**INSTRUCTIONS TO FOLLOW:**
Each line of the data must be reproduced as it appears.

(DATA LISTING begins)

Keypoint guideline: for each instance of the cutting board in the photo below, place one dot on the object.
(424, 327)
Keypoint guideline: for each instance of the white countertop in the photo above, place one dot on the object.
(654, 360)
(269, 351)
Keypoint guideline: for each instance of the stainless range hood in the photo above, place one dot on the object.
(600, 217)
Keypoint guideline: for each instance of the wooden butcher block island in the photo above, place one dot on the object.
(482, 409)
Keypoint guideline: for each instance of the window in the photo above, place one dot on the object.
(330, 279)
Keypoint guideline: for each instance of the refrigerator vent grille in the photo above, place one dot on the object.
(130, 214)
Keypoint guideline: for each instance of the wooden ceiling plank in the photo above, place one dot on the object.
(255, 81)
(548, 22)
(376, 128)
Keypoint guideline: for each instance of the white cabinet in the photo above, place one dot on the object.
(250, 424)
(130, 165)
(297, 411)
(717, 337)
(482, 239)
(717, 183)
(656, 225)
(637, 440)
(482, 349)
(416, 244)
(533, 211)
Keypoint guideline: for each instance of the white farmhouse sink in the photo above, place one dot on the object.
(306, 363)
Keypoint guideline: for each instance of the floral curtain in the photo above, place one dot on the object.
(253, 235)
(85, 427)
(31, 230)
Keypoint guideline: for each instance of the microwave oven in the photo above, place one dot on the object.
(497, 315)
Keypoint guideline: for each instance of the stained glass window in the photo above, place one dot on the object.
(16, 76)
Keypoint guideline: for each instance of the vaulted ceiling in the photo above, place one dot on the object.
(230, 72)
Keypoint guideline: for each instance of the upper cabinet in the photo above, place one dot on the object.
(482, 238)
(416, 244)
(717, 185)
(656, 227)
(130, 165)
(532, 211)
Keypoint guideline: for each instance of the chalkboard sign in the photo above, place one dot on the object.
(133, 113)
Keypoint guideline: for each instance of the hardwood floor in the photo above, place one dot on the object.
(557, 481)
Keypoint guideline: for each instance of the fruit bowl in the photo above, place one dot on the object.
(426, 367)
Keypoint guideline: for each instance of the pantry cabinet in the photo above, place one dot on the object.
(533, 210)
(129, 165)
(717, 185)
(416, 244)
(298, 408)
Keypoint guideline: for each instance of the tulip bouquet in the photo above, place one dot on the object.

(DATA LISTING ends)

**EXERCISE OUTPUT:**
Keypoint guideline: for each instance of the cutting board in the photo below, place one dot on the object.
(424, 327)
Keypoint guideline: for each instance of the white countertop in the photo above, place one dot on the object.
(654, 360)
(269, 351)
Keypoint guideline: for each instance of the stainless range hood in the photo above, place one dot on the object.
(600, 217)
Keypoint guideline: for each instance of the wooden butcher block island in the photo above, place one dot on the object.
(482, 409)
Keypoint guideline: for each instance of the window in the photo above, place one dot on the object.
(330, 279)
Keypoint guideline: for each instance of the refrigerator vent grille in the photo above, place one dot on the object.
(130, 214)
Keypoint guideline: for each instance of the wooden ceiling plank in the photo above, place one dot on the object.
(255, 81)
(548, 22)
(376, 128)
Keypoint guideline: for each instance of the white cabinet in the photo above, place one dot on the object.
(250, 424)
(130, 165)
(297, 411)
(717, 337)
(482, 239)
(717, 183)
(656, 225)
(637, 440)
(482, 349)
(416, 244)
(533, 211)
Keypoint guideline: for each instance of the white farmhouse sink in the photo above, place one dot on the object.
(306, 363)
Keypoint guideline: for each instance of the floral curtain in the photo above, place one dot on the object.
(253, 235)
(85, 427)
(31, 230)
Keypoint guideline: for each instance of the microwave oven in the photo above, place one dot on the object.
(497, 315)
Keypoint guideline: for each instance of the stained glass window in the photo above, place one dot on the object.
(16, 76)
Keypoint guideline: for each instance of the vaulted ceiling in the photo above, place one dot on the object.
(230, 72)
Keypoint guideline: for each instance of the upper cabinet in the photo above, place one dot on the object.
(482, 238)
(416, 244)
(717, 185)
(656, 227)
(130, 165)
(532, 211)
Keypoint guideline: for each instance of the chalkboard sign in the photo above, place one dot on the object.
(133, 113)
Keypoint guideline: for each instance of the hardwood floor in the photo above, place one dot on the object.
(557, 481)
Keypoint guideline: for each instance of the fruit bowl in the photo above, place one dot on the object.
(426, 367)
Keypoint guideline: for each instance of the pantry cabinet in the photo above, place one dot on the object.
(533, 210)
(129, 165)
(717, 185)
(416, 244)
(298, 408)
Keypoint guideline: for each instance of the tulip bouquet in the photo above, place one dot on the object.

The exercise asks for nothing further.